*** Listed entries

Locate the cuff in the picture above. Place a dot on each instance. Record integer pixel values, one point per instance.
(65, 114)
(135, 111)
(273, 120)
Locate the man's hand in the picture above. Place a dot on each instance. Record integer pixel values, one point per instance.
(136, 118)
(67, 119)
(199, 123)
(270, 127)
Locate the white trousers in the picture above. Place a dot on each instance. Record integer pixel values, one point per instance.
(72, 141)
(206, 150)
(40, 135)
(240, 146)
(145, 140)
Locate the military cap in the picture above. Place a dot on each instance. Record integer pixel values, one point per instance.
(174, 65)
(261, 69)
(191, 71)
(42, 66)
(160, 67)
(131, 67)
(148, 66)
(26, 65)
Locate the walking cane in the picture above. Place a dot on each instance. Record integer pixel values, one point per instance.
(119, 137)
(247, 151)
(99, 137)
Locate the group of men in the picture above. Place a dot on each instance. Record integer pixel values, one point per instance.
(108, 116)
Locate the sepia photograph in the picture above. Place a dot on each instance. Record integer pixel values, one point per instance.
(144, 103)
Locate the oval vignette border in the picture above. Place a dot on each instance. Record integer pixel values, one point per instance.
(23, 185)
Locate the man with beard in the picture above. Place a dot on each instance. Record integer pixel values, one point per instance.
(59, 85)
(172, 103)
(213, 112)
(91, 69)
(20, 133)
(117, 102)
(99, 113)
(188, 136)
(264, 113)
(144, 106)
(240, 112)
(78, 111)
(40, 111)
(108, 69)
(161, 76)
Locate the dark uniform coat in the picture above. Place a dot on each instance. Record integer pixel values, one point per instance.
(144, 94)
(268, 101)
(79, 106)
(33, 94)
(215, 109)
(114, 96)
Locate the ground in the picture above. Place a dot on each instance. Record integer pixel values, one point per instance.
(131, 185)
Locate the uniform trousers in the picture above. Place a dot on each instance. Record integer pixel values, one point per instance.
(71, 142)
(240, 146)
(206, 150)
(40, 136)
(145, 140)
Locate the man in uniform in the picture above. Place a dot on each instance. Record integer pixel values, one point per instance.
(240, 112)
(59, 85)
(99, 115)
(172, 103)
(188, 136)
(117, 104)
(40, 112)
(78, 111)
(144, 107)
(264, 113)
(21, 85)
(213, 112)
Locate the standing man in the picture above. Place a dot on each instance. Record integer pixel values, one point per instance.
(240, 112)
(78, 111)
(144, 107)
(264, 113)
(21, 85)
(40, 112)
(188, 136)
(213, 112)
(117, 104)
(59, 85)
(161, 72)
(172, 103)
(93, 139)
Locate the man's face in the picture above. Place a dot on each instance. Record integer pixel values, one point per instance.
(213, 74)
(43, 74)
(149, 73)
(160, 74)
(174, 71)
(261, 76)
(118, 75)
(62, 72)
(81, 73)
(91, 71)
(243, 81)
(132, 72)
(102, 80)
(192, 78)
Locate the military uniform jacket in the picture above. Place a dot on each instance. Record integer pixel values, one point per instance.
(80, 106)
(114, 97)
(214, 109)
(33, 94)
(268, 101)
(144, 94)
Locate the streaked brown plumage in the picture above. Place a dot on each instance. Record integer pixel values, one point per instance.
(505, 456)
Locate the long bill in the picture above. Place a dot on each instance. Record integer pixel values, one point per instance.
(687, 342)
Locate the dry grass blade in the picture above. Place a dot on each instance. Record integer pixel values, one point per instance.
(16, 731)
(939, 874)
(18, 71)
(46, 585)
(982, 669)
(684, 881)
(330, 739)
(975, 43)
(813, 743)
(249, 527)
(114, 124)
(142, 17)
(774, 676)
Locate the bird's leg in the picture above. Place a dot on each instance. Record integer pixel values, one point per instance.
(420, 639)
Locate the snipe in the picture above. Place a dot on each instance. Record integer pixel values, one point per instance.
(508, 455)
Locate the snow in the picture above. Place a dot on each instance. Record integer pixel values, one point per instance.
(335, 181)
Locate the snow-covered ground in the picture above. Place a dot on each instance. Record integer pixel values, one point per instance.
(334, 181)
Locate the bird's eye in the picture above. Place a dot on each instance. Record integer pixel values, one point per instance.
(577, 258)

******

[What is asked] Please retype, without any changes, the part of the entries that opens with the line containing "Locate the snipe" and closes with the last line of the entries.

[Solution to this task]
Locate the snipe in the picture above. Place a dot on each instance. Record integer pixel values, one point per instance.
(508, 455)
Locate the snow in the picture above. Place a dot on each instance. Record integer pixel values, one point per instance.
(335, 181)
Locate the snow-covered ground in the picture above. Place a dot on each instance. Record integer pixel values, one point per instance.
(334, 181)
Locate the bird's eye in the picture above. Place a dot on each instance. Record integer pixel values, one point per instance.
(577, 258)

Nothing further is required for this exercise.